MATERIAL FOR THE TASK:
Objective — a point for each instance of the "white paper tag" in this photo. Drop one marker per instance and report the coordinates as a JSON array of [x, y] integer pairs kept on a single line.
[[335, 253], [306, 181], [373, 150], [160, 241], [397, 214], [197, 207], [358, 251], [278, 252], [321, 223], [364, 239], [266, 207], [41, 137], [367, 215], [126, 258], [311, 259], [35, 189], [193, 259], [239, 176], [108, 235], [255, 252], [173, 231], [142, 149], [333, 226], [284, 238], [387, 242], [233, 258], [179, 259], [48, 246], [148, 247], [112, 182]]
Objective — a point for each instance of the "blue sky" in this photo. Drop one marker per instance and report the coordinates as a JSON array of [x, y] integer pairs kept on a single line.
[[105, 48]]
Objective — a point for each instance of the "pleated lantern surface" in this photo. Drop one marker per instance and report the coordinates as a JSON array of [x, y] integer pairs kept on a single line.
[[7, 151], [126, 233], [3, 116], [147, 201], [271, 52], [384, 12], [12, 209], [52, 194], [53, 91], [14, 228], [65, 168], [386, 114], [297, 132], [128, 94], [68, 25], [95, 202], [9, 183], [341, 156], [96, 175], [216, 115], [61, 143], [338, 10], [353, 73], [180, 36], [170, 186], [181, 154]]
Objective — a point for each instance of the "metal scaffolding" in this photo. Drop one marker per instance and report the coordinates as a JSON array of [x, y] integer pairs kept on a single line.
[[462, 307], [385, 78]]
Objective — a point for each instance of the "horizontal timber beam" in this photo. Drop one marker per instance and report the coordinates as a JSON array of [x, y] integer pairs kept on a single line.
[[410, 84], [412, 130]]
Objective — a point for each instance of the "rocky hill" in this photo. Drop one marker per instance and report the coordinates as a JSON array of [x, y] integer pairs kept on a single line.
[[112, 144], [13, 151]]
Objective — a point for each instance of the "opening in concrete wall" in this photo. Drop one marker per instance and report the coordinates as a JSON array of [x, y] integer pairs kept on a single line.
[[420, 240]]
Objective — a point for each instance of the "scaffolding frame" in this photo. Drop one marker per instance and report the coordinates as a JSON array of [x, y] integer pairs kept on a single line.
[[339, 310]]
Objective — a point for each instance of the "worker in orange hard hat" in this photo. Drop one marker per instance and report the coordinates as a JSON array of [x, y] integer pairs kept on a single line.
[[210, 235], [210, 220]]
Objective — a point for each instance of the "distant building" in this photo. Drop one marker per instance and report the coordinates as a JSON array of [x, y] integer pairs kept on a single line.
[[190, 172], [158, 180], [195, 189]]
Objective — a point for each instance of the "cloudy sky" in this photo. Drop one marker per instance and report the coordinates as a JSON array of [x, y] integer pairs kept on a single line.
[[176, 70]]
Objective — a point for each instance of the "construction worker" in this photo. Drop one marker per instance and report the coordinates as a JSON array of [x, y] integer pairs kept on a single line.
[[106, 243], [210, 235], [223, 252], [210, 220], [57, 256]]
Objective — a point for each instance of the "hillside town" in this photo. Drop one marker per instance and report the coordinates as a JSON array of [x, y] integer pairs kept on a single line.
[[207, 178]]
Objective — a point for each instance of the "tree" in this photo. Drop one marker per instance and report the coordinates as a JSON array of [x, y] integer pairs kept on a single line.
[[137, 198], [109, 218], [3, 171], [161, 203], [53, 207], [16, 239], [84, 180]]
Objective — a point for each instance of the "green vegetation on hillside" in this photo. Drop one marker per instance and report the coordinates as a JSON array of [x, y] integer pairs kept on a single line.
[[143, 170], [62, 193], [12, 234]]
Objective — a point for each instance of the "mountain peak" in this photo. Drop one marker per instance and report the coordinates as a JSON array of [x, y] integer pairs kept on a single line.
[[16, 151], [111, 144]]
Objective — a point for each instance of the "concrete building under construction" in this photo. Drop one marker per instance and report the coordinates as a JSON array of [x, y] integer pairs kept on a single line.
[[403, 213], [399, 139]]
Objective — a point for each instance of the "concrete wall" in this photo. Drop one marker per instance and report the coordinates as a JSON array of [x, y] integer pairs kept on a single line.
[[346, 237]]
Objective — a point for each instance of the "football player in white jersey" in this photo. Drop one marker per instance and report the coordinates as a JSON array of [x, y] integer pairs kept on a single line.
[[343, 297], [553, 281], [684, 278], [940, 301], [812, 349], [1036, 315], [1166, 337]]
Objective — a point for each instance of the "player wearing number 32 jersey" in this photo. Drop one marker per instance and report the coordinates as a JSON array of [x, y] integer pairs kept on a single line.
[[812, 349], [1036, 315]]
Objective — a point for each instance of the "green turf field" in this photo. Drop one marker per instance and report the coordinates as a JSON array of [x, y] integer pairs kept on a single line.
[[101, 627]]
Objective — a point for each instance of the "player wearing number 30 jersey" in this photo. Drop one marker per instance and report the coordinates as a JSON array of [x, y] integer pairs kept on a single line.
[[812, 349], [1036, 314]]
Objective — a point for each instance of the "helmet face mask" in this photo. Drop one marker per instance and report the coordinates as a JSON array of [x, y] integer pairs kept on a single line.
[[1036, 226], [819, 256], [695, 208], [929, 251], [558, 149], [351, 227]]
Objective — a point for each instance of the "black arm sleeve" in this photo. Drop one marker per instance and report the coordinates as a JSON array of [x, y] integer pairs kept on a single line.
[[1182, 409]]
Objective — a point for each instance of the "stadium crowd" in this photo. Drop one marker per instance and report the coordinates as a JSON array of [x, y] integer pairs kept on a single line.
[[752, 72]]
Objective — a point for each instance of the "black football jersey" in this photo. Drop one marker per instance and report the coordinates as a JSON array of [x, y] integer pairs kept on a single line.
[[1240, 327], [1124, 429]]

EXERCISE REQUIREMENTS: Lay out every line of the rows above as a two-column Markdown table headed No. and Line, with a running row number in No. and the line itself in Line. Leave out blank lines.

RESULT FOR THIS EXERCISE:
| No. | Line |
|---|---|
| 1 | Objective — a point for each instance of the "white paper tag" in this photo. Drop one marker per instance and report the coordinates as a JSON array of [x, y] integer pairs kept on a single line. |
| 2 | [[335, 253], [306, 181], [373, 150], [160, 241], [397, 214], [197, 207], [358, 251], [278, 252], [321, 223], [364, 239], [266, 207], [41, 137], [367, 215], [126, 258], [311, 259], [35, 189], [193, 259], [239, 176], [108, 235], [255, 252], [173, 231], [142, 149], [333, 226], [284, 238], [387, 242], [233, 258], [179, 259], [48, 246], [148, 247], [112, 182]] |
| 3 | Objective — a point for each instance of the "blue sky" in this photo. Drop one marker per instance and report the coordinates as a JSON array of [x, y] integer pairs kept on a single line. |
| 4 | [[105, 48]] |
| 5 | Objective — a point for each instance of the "pleated lantern surface" in this photo. Drop one marker per instance and report the coordinates as a JSON array of [x, y] integer pairs kept on a single line. |
| 6 | [[7, 151], [126, 233], [3, 116], [147, 201], [271, 52], [384, 12], [12, 209], [52, 194], [53, 91], [14, 228], [65, 168], [386, 114], [297, 132], [128, 94], [68, 25], [95, 202], [9, 183], [341, 156], [96, 175], [216, 115], [61, 143], [338, 10], [353, 73], [180, 36], [170, 186], [181, 154]] |
| 7 | Objective — a point for each instance of the "metal scaffolding" in this photo. Drop one marker per instance and report the coordinates as a JSON array of [x, y] integer pairs kept on a single line. |
| 8 | [[462, 307], [385, 78]] |
| 9 | Objective — a point for each instance of the "horizontal timber beam" in this photo. Drop one marker per instance and report the coordinates as a JSON array of [x, y] integer pairs kept on a single line. |
| 10 | [[410, 84], [412, 130]] |
| 11 | Objective — a point for each instance of the "rocky hill" in this photo. Drop one marker per instance and report the coordinates as a JSON array of [x, y] integer pairs kept on a single line. |
| 12 | [[112, 144], [13, 151]] |
| 13 | Objective — a point for each instance of the "opening in concrete wall" in this photo. Drop one marker per instance and report the coordinates as a JSON array of [x, y] integer pairs kept on a single line. |
| 14 | [[420, 240]] |
| 15 | Objective — a point for each instance of the "scaffolding frame" in this photo. Drop one marker per instance and report the coordinates as a JSON array of [x, y] integer pairs kept on a single line. |
| 16 | [[339, 310]] |
| 17 | Objective — a point for each instance of the "worker in orange hard hat" in this photo. Drop one marker per instance and report the coordinates as a JSON array of [x, y] integer pairs kept on a single line. |
| 18 | [[210, 235], [210, 220]] |
| 19 | Objective — a point for each instance of the "distant building" in this photo. Drop one marker per instance and report the coordinates as a JSON array of [x, y] integer pairs kept on a single line. |
| 20 | [[190, 172], [158, 180], [195, 189]] |
| 21 | Objective — a point for each instance of the "cloudy sky" in this photo. Drop one marker per instance and report the coordinates as a JSON array of [x, y] integer pairs kept on a single line. |
| 22 | [[176, 70]] |
| 23 | Objective — a point for each instance of the "construction worker" in this photo. Drop one marker per instance and report the coordinates as a JSON array of [x, y] integer pairs kept on a single line. |
| 24 | [[106, 243], [210, 235], [223, 252], [210, 220], [57, 256]] |
| 25 | Objective — a point for each instance of the "hillside town" in this photo. Drop one marker per instance and report the coordinates as a JSON array of [x, y] integer pairs kept on a single line. |
| 26 | [[207, 178]] |
| 27 | Objective — a point for each instance of the "tree" in this photo. Drop one marker per instance and report the coordinates as a JSON array of [x, y] integer pairs kept on a single line. |
| 28 | [[137, 198], [109, 218], [3, 171], [161, 203], [53, 207], [16, 239], [84, 180]] |
| 29 | Objective — a point for each instance of the "green vegetation on hillside" in this photo. Drop one marker per instance and report the coordinates as a JSON array of [x, y] integer pairs kept on a single line. |
| 30 | [[143, 170], [62, 193], [12, 234]] |
| 31 | Objective — a point for each instance of the "mountain peak" in this photo. Drop one marker per instance and report the coordinates as a JSON array of [x, y] integer pairs kept on a single line. |
| 32 | [[16, 151], [111, 144]] |
| 33 | Objective — a point for each instance of the "concrete building under construction" in this photo. Drop one marker per instance and report the coordinates as a JSON array of [x, y] integer pairs kept on a single line. |
| 34 | [[403, 213], [399, 139]] |
| 35 | Objective — a point for each instance of the "concrete wall" in this photo. Drop one marker per instance and report the coordinates as a JSON array of [x, y] integer pairs kept on a single line. |
| 36 | [[346, 237]] |
| 37 | Objective — a point for each instance of the "football player in white jersey" in this photo. Drop one marker per instance and report the coordinates as a JSON array of [x, y] integer pairs kept on a single line. |
| 38 | [[343, 297], [553, 281], [684, 278], [940, 301], [812, 349], [1036, 315], [1166, 337]] |
| 39 | Objective — a point for each instance of the "player wearing number 32 jersey" in this photo. Drop one marker per instance and report the coordinates as a JSON array of [x, y] integer pairs kept on a single line. |
| 40 | [[812, 349], [1036, 315]] |
| 41 | Objective — a point for each instance of the "green turf field" in this photo. Drop one marker per instance and report the coordinates as a JSON array of [x, y] integer pairs kept on a single line. |
| 42 | [[101, 627]] |
| 43 | Objective — a point for each instance of the "player wearing number 30 jersey" in this photo. Drop one marker per instance and report the coordinates as a JSON array of [x, y] integer pairs kept on a single line. |
| 44 | [[812, 349], [1036, 314]] |
| 45 | Objective — a point for each instance of the "helmet face mask" in this photo. Drop one marker per instance and report the coordinates as a JSON array of [x, y] integer pairs kept on a single line. |
| 46 | [[1036, 226], [819, 256], [695, 208], [929, 251], [558, 149], [351, 227]] |
| 47 | Objective — a point for each instance of the "black arm sleeve" in this photo. Drop one marker per instance and report the coordinates as a JSON array of [x, y] integer pairs kept on a single line. |
| 48 | [[1182, 409]] |
| 49 | Objective — a point for each instance of the "stadium crowd" in this photo. Drop one marker per instance and report the coordinates as a JSON array of [x, y] integer pairs kept on a single line. |
| 50 | [[752, 72]] |
| 51 | Objective — a point for each instance of the "black football jersey" in this photo. Drop one marker per instance and report the coordinates as a JSON array of [x, y] integer pairs kept on a single line. |
| 52 | [[1240, 327], [1124, 429]] |